**RECORDS TO USE**
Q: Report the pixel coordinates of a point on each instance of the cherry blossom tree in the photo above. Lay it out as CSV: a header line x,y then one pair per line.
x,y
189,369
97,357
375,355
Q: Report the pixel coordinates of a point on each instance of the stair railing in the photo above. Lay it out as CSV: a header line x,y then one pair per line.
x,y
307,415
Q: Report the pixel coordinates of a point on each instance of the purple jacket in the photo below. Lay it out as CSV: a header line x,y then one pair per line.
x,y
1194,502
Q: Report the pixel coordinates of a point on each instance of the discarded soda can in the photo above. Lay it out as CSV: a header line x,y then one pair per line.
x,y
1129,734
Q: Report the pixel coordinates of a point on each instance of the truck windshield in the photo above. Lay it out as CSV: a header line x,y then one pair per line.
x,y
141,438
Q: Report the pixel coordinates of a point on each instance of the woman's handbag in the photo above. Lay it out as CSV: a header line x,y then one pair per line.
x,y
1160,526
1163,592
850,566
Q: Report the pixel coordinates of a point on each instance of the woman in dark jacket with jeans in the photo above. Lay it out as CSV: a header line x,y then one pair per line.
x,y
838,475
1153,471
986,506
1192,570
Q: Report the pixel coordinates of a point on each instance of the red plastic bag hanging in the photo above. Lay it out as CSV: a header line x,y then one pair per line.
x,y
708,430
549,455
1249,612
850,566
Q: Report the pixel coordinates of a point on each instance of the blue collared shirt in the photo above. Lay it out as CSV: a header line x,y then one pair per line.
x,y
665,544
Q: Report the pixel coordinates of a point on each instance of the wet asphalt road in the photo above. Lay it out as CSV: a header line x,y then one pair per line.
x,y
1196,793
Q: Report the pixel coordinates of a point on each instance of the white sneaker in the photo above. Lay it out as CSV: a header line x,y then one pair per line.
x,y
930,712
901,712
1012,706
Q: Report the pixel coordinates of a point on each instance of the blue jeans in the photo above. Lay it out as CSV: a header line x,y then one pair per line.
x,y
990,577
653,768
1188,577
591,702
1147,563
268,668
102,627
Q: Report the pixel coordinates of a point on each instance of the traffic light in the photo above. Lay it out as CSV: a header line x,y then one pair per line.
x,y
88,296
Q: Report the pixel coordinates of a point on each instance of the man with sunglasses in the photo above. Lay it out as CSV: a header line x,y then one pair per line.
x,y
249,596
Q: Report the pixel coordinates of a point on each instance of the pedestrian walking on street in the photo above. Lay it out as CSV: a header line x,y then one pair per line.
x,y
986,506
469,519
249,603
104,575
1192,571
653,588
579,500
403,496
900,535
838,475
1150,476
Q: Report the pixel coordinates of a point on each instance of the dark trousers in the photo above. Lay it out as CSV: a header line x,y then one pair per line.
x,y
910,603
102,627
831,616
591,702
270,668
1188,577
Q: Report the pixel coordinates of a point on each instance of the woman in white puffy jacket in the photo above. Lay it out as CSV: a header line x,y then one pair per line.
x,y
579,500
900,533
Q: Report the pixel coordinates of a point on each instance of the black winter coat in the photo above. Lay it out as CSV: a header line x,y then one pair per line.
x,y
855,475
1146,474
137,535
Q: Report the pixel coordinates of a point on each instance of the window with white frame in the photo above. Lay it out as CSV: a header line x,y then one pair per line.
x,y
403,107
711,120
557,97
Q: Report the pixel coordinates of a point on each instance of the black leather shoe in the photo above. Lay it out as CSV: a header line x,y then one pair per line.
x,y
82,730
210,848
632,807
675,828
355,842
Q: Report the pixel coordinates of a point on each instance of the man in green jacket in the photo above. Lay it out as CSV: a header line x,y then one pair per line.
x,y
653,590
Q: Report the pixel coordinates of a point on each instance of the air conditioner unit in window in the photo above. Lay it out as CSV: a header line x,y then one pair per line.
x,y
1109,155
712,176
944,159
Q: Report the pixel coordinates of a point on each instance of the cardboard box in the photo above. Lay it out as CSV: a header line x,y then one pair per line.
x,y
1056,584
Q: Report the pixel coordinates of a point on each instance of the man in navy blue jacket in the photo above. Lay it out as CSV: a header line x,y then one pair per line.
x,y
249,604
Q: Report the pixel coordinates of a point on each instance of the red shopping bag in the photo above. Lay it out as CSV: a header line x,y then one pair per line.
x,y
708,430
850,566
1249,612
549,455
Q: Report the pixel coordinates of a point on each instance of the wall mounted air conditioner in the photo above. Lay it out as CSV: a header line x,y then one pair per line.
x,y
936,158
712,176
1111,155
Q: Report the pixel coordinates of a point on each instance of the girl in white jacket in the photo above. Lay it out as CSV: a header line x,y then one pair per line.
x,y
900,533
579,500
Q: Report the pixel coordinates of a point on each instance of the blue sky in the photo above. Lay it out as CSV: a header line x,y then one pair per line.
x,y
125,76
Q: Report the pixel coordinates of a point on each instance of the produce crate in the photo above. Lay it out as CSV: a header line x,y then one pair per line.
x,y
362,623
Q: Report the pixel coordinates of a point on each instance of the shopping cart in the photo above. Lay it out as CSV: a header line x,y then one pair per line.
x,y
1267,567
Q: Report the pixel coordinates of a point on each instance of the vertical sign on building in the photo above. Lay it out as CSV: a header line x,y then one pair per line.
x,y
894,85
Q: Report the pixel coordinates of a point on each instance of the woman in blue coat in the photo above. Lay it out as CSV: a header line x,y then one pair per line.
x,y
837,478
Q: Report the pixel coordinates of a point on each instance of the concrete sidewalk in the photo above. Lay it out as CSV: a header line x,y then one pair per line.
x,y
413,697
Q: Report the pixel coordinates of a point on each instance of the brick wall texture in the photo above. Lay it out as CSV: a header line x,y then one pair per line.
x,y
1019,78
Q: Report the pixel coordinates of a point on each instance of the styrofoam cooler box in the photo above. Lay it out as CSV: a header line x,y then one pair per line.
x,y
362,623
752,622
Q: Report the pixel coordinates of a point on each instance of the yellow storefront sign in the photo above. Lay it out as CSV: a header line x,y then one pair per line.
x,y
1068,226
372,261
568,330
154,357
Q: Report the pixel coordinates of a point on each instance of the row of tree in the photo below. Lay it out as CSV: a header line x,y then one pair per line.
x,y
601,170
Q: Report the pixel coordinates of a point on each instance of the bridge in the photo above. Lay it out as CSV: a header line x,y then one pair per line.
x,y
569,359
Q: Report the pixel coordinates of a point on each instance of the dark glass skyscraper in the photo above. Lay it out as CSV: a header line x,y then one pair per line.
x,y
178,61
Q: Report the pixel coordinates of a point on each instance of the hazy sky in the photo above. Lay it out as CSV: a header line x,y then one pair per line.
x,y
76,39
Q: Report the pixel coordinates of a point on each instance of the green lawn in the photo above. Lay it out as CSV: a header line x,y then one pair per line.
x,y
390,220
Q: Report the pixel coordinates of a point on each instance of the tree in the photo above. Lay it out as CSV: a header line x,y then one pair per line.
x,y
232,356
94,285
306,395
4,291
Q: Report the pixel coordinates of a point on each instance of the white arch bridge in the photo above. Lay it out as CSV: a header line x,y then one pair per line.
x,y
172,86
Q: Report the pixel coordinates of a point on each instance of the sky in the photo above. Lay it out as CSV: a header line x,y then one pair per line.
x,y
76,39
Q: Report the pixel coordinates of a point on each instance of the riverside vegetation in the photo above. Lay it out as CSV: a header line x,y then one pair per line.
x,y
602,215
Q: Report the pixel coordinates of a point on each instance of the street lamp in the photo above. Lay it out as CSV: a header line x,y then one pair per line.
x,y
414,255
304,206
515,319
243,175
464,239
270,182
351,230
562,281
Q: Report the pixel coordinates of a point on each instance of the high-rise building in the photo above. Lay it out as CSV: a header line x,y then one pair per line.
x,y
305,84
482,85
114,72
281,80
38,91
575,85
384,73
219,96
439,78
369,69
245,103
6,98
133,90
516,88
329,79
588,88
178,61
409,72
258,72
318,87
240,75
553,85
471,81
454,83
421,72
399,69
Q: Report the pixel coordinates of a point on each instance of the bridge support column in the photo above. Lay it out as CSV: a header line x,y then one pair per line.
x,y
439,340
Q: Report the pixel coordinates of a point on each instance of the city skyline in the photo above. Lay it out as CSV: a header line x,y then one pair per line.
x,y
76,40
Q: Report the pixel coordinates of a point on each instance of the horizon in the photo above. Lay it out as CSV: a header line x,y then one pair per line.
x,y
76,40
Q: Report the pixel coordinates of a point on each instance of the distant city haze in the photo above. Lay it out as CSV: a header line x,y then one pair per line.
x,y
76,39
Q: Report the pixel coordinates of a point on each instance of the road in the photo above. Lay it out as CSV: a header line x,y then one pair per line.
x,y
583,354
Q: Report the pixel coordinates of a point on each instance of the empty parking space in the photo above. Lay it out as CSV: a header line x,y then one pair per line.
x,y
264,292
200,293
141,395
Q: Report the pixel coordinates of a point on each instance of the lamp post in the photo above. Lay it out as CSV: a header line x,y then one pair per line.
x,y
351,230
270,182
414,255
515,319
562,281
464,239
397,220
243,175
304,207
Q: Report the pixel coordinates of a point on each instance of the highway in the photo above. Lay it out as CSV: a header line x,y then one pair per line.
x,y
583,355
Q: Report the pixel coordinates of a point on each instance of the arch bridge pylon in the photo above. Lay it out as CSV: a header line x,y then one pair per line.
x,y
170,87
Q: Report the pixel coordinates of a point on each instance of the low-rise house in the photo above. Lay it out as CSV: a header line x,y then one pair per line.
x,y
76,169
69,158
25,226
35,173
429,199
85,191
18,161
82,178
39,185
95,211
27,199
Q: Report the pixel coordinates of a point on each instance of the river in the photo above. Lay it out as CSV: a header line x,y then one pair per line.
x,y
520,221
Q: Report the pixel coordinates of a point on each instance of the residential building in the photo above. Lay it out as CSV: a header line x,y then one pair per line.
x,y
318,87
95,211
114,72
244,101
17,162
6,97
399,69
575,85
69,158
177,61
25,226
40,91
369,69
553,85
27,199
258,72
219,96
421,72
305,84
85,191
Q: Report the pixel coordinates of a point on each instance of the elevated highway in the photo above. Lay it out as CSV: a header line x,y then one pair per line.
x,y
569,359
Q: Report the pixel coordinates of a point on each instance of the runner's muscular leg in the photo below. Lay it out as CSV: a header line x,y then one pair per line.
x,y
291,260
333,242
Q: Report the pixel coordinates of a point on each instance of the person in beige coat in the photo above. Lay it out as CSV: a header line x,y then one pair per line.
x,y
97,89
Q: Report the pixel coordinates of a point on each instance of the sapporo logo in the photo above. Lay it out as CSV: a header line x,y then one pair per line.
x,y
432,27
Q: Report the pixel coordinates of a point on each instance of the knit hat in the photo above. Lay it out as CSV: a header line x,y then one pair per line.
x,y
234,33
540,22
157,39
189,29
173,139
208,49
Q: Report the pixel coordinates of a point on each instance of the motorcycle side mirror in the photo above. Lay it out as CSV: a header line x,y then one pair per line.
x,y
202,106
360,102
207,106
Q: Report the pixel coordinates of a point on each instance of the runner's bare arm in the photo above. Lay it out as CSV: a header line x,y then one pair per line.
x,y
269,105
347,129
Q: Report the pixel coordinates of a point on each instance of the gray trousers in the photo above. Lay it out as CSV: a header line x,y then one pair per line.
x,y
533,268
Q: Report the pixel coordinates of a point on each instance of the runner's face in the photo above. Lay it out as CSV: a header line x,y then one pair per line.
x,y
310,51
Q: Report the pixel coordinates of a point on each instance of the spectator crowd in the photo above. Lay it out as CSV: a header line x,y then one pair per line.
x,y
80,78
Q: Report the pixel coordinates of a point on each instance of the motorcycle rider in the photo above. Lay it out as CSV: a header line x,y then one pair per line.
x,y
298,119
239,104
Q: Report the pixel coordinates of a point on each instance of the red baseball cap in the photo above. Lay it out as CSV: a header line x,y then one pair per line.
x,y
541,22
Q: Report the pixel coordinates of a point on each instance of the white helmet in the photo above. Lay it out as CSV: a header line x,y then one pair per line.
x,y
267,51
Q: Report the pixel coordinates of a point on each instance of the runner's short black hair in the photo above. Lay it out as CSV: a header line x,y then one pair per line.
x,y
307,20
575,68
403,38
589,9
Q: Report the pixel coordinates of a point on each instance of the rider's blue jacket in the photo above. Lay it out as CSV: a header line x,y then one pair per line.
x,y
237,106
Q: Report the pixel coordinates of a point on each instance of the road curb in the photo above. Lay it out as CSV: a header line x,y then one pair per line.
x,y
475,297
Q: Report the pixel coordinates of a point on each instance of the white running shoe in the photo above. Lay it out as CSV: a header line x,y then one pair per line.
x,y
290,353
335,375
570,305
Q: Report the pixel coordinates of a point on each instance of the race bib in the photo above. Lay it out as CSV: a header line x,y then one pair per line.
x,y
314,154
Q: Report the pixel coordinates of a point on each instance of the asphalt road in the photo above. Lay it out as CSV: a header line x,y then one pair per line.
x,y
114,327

**PROBLEM DETAILS**
Output exactly the lines between the one containing "of the rider's" and the final line above, both inclusive.

**FINISHED ANSWER**
Q: Report the pixel coordinates of a point on each instance of the rider's blue jacket in the photo above. Lay it out as CSV: a header line x,y then one pair per line.
x,y
237,106
Q: Report the pixel coordinates of a point on each instance of the road curb in the photo above. Lay it out as CSV: a header line x,y then one pair per line.
x,y
475,297
Q: Report the pixel coordinates of a point on each instance of the white running shoe in the photo above. Lay it out as CSV: a header line x,y then one pair per line.
x,y
290,353
335,375
570,305
Q: Report the pixel coordinates of a point on each instance of the race bib in the photo above. Lay it out as CSV: a header line x,y then one pair per line.
x,y
314,154
Q: Report the pixel coordinates of a point on each instance of the asphalt road in the photo above. Lay it out as CSV: a header line x,y then one pair per line.
x,y
114,327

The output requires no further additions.